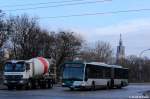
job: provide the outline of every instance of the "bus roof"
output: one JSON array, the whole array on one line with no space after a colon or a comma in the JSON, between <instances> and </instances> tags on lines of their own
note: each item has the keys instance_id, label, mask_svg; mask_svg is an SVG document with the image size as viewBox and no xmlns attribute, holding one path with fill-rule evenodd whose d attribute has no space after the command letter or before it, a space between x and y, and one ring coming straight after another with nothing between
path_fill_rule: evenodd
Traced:
<instances>
[{"instance_id":1,"label":"bus roof","mask_svg":"<svg viewBox=\"0 0 150 99\"><path fill-rule=\"evenodd\" d=\"M109 65L103 62L79 62L79 61L74 61L74 62L65 62L65 64L89 64L89 65L97 65L97 66L104 66L104 67L112 67L112 68L123 68L120 65ZM128 68L124 68L124 69L128 69Z\"/></svg>"},{"instance_id":2,"label":"bus roof","mask_svg":"<svg viewBox=\"0 0 150 99\"><path fill-rule=\"evenodd\" d=\"M89 62L86 64L98 65L98 66L104 66L104 67L113 67L113 68L123 68L122 66L119 66L119 65L108 65L108 64L102 63L102 62Z\"/></svg>"},{"instance_id":3,"label":"bus roof","mask_svg":"<svg viewBox=\"0 0 150 99\"><path fill-rule=\"evenodd\" d=\"M89 64L89 65L98 65L98 66L105 66L105 67L111 67L111 65L108 65L106 63L102 63L102 62L88 62L86 64Z\"/></svg>"}]
</instances>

Erforderliche Aufgabe:
Geben Sie alle Zeilen der obigen Einträge als nummerierte Liste aus und lassen Sie dabei Leerzeilen weg. Die Bilder gehören nicht in die Antwort.

Ergebnis der Aufgabe:
1. job: provide the outline of every instance of the "bus roof"
2. output: one JSON array, the whole array on one line with no space after a colon or a comma in the JSON, between <instances> and </instances> tags on lines of their own
3. note: each item has the keys instance_id, label, mask_svg; mask_svg is an SVG document with the image size as viewBox and no xmlns attribute, holding one path with fill-rule evenodd whose d attribute has no space after the command letter or before it, a space between x and y, and one ring coming straight after another with nothing between
4. path_fill_rule: evenodd
5. Traced:
6. <instances>
7. [{"instance_id":1,"label":"bus roof","mask_svg":"<svg viewBox=\"0 0 150 99\"><path fill-rule=\"evenodd\" d=\"M109 65L103 62L79 62L79 61L74 61L74 62L65 62L65 64L89 64L89 65L97 65L97 66L104 66L104 67L112 67L112 68L123 68L120 65ZM128 68L124 68L124 69L128 69Z\"/></svg>"},{"instance_id":2,"label":"bus roof","mask_svg":"<svg viewBox=\"0 0 150 99\"><path fill-rule=\"evenodd\" d=\"M89 62L86 64L98 65L98 66L104 66L104 67L113 67L113 68L123 68L122 66L119 66L119 65L108 65L108 64L102 63L102 62Z\"/></svg>"},{"instance_id":3,"label":"bus roof","mask_svg":"<svg viewBox=\"0 0 150 99\"><path fill-rule=\"evenodd\" d=\"M89 64L89 65L98 65L98 66L105 66L105 67L111 67L111 65L108 65L106 63L102 63L102 62L88 62L86 64Z\"/></svg>"}]
8. </instances>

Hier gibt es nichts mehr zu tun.